> _Source material_:
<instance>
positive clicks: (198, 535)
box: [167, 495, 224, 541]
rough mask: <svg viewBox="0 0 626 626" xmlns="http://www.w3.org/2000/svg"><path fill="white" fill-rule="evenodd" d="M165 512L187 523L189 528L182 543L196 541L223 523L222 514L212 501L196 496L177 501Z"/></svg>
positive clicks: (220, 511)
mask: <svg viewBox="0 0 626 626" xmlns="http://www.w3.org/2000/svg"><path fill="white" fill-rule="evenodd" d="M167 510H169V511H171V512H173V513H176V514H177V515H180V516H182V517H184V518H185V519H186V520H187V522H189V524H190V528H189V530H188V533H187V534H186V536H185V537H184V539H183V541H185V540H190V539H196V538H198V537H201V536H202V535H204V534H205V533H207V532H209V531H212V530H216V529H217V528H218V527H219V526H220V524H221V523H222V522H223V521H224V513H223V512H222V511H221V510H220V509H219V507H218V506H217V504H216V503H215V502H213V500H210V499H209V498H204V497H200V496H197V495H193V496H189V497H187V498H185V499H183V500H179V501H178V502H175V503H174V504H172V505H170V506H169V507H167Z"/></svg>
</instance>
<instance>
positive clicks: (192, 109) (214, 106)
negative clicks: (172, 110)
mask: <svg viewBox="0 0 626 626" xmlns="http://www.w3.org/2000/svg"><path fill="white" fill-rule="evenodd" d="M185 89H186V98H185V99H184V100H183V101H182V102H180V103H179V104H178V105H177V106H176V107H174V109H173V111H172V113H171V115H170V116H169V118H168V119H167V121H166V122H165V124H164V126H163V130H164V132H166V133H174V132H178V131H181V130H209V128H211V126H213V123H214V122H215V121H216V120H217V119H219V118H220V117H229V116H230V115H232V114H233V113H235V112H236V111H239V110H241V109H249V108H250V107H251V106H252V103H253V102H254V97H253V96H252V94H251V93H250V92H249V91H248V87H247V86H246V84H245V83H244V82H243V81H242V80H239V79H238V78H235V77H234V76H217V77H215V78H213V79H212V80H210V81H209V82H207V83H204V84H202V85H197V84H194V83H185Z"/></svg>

> _What is required_:
Each line shown above must be repeated exactly.

> _Response to this task_:
<instance>
positive clicks: (198, 535)
box: [167, 495, 224, 541]
rough mask: <svg viewBox="0 0 626 626" xmlns="http://www.w3.org/2000/svg"><path fill="white" fill-rule="evenodd" d="M165 512L187 523L189 528L182 543L196 541L223 523L222 514L212 501L196 496L177 501Z"/></svg>
positive clicks: (220, 511)
mask: <svg viewBox="0 0 626 626" xmlns="http://www.w3.org/2000/svg"><path fill="white" fill-rule="evenodd" d="M167 510H169V511H171V512H173V513H176V514H177V515H180V516H182V517H184V518H185V519H186V520H187V522H189V524H190V528H189V530H188V533H187V534H186V536H185V537H184V539H183V541H185V540H190V539H196V538H198V537H201V536H202V535H204V534H205V533H207V532H209V531H212V530H216V529H217V528H218V527H219V526H220V524H221V523H222V522H223V521H224V513H223V512H222V511H221V510H220V509H219V507H218V506H217V504H216V503H215V502H213V500H210V499H209V498H204V497H200V496H197V495H193V496H189V497H187V498H185V499H183V500H179V501H178V502H175V503H174V504H172V505H170V506H169V507H167Z"/></svg>
</instance>
<instance>
positive clicks: (192, 109) (214, 106)
negative clicks: (172, 110)
mask: <svg viewBox="0 0 626 626" xmlns="http://www.w3.org/2000/svg"><path fill="white" fill-rule="evenodd" d="M185 89H186V98H185V99H184V100H183V101H182V102H180V103H179V104H178V105H177V106H176V107H174V109H173V111H172V113H171V115H170V116H169V118H168V119H167V121H166V122H165V124H164V126H163V130H164V132H166V133H174V132H178V131H181V130H209V128H211V126H213V123H214V122H215V121H216V120H217V119H219V118H220V117H229V116H230V115H232V114H233V113H235V112H236V111H239V110H241V109H249V108H250V107H251V106H252V103H253V102H254V97H253V96H252V94H251V93H250V92H249V91H248V87H247V86H246V84H245V83H244V82H243V81H242V80H239V79H238V78H235V77H234V76H217V77H215V78H213V79H212V80H210V81H209V82H207V83H204V84H202V85H197V84H194V83H185Z"/></svg>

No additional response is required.